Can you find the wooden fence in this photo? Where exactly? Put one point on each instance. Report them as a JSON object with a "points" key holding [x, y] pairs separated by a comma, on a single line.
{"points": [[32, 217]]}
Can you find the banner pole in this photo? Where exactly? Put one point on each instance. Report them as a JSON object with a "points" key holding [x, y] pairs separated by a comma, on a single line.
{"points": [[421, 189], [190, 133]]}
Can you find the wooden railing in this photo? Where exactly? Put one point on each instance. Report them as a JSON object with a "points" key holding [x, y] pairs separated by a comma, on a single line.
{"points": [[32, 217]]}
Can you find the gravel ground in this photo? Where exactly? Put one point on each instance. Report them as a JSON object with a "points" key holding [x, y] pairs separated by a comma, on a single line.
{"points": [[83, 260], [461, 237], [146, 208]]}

◆ ◆ ◆

§ WHAT THIS TASK INVOLVES: When you answer, repeat each entry exactly as it appears above.

§ ANSWER FOR THIS EXERCISE:
Can you find the wooden fence in this photo? Where exactly? Put one point on each instance. Report them as a JSON object with a "points" key holding [x, y] pairs separated by a comma, on a single line.
{"points": [[32, 217]]}
Can you find the banner pole in this photo? Where exactly? Put one point on each instance. Report them as a JSON object with a "points" key holding [x, y] pairs separated by a comma, on a single line.
{"points": [[421, 189], [190, 133]]}
Can you find the wooden railing in this photo? Where exactly? Put one point on each instance. Report them as a JSON object with a "points" key holding [x, y] pairs separated by a comma, on a single line.
{"points": [[32, 217]]}
Can you find the gravel ground in this photo? Where exactly? Put one point on each instance. Report them as a JSON object with a "points" key holding [x, y] pairs separated by a comma, on a single line.
{"points": [[83, 260], [461, 237], [146, 208]]}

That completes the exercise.